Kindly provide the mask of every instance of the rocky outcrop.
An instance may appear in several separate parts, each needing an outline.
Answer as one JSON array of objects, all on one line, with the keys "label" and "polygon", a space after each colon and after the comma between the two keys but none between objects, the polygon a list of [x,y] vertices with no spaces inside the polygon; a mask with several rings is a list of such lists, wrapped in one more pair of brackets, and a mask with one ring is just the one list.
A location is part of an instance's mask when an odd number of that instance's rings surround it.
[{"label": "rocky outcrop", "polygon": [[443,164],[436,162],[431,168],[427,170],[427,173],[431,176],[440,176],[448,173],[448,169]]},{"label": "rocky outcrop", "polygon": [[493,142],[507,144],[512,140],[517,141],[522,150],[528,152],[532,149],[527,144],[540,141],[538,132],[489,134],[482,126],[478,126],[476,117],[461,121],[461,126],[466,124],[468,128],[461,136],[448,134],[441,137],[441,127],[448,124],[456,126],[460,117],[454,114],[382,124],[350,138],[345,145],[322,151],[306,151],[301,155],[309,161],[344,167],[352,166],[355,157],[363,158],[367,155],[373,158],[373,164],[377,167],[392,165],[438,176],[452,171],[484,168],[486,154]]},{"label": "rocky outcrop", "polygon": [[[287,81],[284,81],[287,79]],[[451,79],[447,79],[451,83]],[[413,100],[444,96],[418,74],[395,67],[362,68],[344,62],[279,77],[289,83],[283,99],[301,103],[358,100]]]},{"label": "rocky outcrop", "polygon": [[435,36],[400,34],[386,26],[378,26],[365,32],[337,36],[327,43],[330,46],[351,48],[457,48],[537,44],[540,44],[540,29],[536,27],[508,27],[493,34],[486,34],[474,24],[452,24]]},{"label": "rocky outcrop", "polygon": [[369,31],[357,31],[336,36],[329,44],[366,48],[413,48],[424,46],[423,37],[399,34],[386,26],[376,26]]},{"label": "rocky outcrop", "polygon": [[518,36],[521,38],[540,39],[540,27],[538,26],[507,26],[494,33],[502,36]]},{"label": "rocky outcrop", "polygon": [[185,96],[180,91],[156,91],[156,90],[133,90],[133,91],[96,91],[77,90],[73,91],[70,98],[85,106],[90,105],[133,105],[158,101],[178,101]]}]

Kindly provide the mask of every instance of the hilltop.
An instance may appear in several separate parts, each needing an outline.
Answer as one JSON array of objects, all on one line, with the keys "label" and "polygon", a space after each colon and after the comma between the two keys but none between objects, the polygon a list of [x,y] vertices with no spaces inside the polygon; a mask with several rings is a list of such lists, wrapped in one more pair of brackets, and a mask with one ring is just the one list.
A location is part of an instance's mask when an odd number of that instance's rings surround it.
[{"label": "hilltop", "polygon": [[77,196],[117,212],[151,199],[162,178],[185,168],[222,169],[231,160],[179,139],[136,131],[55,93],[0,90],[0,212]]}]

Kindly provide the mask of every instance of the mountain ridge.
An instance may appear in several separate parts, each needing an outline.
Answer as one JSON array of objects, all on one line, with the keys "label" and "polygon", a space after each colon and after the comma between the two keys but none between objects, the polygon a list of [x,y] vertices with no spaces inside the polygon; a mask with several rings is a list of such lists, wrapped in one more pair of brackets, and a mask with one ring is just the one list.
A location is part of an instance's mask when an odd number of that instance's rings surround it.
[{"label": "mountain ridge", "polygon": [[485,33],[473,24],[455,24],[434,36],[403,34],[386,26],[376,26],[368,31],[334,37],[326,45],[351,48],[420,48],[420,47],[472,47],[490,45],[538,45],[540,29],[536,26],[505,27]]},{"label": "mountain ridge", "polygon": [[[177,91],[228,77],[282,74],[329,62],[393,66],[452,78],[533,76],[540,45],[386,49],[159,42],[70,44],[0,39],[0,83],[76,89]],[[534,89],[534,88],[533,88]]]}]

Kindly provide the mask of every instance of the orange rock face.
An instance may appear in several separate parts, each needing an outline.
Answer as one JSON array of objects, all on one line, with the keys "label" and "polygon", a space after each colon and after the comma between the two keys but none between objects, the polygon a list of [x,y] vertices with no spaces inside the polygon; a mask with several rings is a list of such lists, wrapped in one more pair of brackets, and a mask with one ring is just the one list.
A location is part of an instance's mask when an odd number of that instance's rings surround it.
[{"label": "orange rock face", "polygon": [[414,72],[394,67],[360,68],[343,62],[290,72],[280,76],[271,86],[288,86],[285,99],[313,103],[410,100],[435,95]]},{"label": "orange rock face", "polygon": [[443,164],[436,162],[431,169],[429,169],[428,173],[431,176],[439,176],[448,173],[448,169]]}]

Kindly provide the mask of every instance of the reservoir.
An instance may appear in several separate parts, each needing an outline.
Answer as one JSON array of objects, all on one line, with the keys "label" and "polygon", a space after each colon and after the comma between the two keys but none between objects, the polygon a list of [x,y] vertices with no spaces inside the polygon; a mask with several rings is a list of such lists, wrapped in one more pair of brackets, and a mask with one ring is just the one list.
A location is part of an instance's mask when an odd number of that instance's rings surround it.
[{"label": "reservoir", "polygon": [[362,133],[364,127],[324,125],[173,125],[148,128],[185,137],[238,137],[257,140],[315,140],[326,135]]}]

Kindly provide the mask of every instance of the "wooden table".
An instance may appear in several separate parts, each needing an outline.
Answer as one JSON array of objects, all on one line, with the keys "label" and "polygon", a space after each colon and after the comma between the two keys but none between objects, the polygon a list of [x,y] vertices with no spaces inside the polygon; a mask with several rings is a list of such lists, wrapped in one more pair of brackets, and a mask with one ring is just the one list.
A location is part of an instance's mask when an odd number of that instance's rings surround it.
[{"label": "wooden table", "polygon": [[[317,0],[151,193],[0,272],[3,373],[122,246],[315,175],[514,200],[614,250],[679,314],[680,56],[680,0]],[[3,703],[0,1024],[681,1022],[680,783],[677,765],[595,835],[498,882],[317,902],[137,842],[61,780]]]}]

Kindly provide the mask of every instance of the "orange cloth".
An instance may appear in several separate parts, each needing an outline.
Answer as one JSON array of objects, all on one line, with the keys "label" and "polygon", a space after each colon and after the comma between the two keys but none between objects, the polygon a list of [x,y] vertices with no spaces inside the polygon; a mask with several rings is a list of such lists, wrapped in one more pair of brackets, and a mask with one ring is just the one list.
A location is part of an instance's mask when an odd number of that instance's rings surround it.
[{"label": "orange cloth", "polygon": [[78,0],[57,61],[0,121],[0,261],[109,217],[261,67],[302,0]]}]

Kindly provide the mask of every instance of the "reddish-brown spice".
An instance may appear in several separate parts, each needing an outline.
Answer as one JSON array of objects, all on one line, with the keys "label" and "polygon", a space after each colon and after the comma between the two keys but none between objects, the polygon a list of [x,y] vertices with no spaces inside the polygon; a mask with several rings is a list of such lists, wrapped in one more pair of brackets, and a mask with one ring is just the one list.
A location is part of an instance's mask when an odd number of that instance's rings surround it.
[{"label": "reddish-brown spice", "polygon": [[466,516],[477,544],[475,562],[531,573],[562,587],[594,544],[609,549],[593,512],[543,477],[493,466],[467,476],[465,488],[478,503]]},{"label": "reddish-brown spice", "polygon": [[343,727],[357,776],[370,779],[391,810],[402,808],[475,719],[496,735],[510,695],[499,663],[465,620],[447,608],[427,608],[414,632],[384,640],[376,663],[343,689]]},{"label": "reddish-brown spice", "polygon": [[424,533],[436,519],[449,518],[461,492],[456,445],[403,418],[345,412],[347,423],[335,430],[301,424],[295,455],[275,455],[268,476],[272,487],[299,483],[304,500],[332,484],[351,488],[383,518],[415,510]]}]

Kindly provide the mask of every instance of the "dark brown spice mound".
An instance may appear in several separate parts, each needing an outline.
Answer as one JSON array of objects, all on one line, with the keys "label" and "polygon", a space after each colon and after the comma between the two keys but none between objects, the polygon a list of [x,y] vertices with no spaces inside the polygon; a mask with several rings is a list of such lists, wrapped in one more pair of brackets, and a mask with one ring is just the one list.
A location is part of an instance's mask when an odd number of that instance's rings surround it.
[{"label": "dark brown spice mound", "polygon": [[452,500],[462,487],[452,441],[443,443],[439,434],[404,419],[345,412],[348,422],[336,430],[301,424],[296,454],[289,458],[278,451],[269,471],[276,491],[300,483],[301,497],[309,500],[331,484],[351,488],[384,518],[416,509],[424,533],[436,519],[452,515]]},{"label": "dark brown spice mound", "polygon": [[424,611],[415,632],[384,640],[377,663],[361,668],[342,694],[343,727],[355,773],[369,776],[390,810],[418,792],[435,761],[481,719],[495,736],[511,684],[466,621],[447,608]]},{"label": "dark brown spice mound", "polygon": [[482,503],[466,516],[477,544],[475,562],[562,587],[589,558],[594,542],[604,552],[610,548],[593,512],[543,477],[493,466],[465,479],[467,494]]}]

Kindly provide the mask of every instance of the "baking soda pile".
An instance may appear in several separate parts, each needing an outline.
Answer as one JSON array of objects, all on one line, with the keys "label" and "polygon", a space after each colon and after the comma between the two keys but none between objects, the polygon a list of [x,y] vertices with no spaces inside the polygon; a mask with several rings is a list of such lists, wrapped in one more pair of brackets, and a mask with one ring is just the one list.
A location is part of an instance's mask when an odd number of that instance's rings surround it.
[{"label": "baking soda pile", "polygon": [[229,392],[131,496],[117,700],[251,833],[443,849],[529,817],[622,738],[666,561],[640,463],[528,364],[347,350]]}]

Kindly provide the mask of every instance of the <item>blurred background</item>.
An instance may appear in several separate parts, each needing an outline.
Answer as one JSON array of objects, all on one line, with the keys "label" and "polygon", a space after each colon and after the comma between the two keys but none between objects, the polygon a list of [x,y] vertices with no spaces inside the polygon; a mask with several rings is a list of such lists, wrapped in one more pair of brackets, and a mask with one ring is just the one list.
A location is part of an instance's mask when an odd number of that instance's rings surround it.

◇ ◇ ◇

Find the line with "Kindly provide the mask of every instance of the hilltop." in the material above. Reproduce it and each line after it up to and including the line with "Kindly provide the mask of every instance of the mountain".

Kindly provide the mask of every instance of the hilltop.
An instance may appear in several separate parts, each needing an outline.
Answer as one JSON array of objects, all on one line, with the keys "label" and "polygon", a space after each colon and after the comma between the two keys but none between objects, the polygon a list of [x,y] vertices with no spaces inside the polygon; a mask with several rings is a list of such lists, wrapped in one more pair of brackets, and a mask with one ring is just the one list.
A location is part of an instance's mask when an odd number of that instance's rings surround it.
[{"label": "hilltop", "polygon": [[77,196],[117,212],[151,199],[162,178],[185,168],[222,169],[231,160],[179,139],[136,131],[55,93],[0,90],[0,212]]}]

Kindly provide the mask of every instance of the mountain ridge.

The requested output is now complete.